Dataset records:
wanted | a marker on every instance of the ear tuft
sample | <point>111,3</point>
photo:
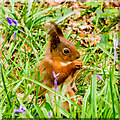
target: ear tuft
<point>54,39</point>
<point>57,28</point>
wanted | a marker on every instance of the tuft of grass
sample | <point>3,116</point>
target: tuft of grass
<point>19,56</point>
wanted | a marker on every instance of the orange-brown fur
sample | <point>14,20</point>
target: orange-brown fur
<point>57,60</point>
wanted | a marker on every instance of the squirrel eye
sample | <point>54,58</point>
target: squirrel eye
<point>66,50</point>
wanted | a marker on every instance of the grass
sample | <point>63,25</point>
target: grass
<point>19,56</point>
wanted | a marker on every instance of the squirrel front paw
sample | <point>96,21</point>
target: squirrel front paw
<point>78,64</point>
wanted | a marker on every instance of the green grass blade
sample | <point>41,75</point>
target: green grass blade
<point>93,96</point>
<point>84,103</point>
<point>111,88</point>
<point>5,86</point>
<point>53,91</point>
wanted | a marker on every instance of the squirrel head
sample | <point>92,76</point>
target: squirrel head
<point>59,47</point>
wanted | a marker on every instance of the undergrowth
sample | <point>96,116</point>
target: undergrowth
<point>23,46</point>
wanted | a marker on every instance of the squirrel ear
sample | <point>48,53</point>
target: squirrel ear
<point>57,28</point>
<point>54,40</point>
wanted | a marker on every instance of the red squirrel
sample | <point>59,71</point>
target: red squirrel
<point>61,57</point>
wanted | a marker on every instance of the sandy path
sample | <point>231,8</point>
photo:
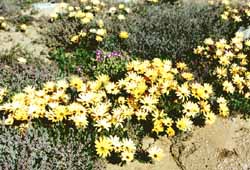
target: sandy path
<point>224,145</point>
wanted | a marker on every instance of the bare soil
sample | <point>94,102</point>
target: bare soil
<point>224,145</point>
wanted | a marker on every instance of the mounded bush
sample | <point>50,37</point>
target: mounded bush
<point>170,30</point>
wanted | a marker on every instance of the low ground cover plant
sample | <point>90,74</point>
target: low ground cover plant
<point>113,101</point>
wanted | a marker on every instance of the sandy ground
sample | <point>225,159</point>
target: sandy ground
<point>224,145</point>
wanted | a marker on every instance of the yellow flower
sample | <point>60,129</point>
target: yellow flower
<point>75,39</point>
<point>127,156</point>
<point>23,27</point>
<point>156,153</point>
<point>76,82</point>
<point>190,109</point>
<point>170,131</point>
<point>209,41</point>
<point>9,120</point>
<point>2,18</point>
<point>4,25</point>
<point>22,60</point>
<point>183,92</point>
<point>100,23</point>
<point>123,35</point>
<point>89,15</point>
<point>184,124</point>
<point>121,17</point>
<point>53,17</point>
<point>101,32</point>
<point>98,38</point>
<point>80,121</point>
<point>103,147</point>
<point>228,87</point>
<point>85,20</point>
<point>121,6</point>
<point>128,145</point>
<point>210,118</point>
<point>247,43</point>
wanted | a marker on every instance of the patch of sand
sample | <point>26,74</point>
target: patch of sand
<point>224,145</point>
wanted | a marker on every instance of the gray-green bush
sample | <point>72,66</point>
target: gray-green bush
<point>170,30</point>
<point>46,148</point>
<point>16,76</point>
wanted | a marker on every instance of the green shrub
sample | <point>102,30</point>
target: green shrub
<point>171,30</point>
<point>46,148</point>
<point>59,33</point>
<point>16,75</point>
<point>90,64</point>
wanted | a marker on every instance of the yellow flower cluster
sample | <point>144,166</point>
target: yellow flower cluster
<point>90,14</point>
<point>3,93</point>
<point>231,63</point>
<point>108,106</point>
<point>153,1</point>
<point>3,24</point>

What you should do: Reproduce only the lines of the material from the one containing "wanted | a marker on every instance of the squirrel ear" through the one containing "<point>61,57</point>", without changing them.

Result of the task:
wanted | a marker on every instance of the squirrel ear
sample | <point>48,53</point>
target: squirrel ear
<point>57,28</point>
<point>54,40</point>
wanted | a marker on every instance of the red squirrel
sample | <point>59,71</point>
target: red squirrel
<point>61,57</point>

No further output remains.